Ate dinner at 9 is what it meant.

As for the crones, well, SOMEONE was in that pot. Quite a few someones from the look of it. Must’ve been an illusion. I sorta don’t feel as bad about that horse tree thing I unleashed. These crones were bad crones.

Yes. That’s the one. They supposedly move away…to where? Illusion. Gotta be.

We could go into religion and all here, but…. ah what the hell?

So did you go back and loot Imereth? Cuz I did. And what I found was a magic acorn, the kind that the crones gave to the villagers who used them for the meager bounty they provided. So when I went back down the mountain, and the people were all “The oak’s dead!” I said “I have an acorn, yours if you want it.” And they took it, and said “But only one? What will we do?” And I said “You’ll make it work. On your own.” Which was both condescending (why weren’t you already?) and rather optimistic, really. “You’ll make it work.” Not “Try to make it work.” But you only got to do that, I think, if you told Ciri NOT to go back right away, and you went to loot.

What’s that say about things?

Ciri TRIES to kill the last crone. It gets away. With Vessimir’s medallion. Crone grabs the medallion, Ciri throws her sword to kill the crone, and, at the last minute, she turns into ravens and flies away.

See, I was reading that as “Well, we’re letting the big buff hero man Geralt kill the last one,” but I guess not. She gets away for good? Hmm. And the “youngest” crone at that.

I could be cynical and say this is CDPR doing what CDPR generally does, which is leave things open for sequels (or even tease games that AREN’T sequels in their games). Or I could be hopeful that Witcher 4 is Ciri chasing down the last crone, cuz I’d play that.

Feminina:

Everyone’s glasses are stupid. They have yet to develop lightweight, elegant frames and well-shaped lenses. Still, I suppose it’s better than not being able to see.

Of course I went back and looted the Wild Hunt dude! And yeah, gave the acorn to the villagers (although, weirdly, I still have it in my inventory…maybe I secretly handed them a DIFFERENT acorn just so I could come back later and be all “you did it yourselves through the power of teamwork! Like I told you you would! The acorn wasn’t magic at all!” or something).

▸ **RECORD LIST**
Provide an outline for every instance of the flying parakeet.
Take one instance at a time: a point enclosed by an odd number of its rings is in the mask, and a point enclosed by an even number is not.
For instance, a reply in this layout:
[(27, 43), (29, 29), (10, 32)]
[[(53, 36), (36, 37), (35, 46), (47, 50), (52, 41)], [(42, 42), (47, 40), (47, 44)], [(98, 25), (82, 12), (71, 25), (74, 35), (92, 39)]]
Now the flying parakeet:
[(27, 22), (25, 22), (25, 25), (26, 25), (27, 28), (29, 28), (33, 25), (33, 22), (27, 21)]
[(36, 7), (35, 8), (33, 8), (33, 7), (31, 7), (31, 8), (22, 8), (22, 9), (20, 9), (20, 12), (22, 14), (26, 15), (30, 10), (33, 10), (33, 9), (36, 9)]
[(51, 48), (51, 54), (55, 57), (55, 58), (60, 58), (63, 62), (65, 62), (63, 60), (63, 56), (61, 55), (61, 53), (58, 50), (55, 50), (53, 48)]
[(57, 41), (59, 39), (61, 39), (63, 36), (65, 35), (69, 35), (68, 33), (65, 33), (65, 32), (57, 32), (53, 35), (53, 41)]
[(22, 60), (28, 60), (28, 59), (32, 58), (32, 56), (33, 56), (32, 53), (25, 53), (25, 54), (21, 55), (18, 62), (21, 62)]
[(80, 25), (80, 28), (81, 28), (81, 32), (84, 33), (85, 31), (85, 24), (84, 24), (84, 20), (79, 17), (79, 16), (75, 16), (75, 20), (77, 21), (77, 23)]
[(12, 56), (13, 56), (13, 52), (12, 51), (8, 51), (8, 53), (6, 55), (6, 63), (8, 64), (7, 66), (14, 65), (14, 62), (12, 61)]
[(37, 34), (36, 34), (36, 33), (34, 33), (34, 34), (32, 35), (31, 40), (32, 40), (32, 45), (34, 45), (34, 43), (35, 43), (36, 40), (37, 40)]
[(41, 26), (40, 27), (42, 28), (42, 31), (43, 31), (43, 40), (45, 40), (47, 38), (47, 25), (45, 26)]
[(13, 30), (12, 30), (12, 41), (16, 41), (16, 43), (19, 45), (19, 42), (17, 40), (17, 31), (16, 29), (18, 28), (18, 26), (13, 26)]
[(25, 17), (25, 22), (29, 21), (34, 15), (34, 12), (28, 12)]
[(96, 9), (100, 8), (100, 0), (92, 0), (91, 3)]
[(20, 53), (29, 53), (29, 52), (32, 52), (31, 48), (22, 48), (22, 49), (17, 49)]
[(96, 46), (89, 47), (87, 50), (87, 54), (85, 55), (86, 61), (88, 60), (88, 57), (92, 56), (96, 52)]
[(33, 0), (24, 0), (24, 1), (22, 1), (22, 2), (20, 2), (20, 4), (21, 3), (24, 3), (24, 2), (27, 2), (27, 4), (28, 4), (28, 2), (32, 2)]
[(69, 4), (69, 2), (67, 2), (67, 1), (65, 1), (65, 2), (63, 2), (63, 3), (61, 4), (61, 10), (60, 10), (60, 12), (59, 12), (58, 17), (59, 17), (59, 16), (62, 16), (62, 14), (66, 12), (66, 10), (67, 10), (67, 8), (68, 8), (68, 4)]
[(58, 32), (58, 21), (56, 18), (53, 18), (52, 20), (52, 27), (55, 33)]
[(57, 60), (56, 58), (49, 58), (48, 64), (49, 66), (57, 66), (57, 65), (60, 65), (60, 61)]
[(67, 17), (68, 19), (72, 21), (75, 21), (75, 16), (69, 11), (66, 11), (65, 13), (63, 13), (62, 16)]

▸ **SHORT EXERCISE**
Reproduce the part of the Witcher commentary that opens with "See, I was reading" and closes with "able to see.", substituting "spectacles" for "glasses".

▸ **EXPECTED OUTPUT**
See, I was reading that as “Well, we’re letting the big buff hero man Geralt kill the last one,” but I guess not. She gets away for good? Hmm. And the “youngest” crone at that.

I could be cynical and say this is CDPR doing what CDPR generally does, which is leave things open for sequels (or even tease games that AREN’T sequels in their games). Or I could be hopeful that Witcher 4 is Ciri chasing down the last crone, cuz I’d play that.

Feminina:

Everyone’s spectacles are stupid. They have yet to develop lightweight, elegant frames and well-shaped lenses. Still, I suppose it’s better than not being able to see.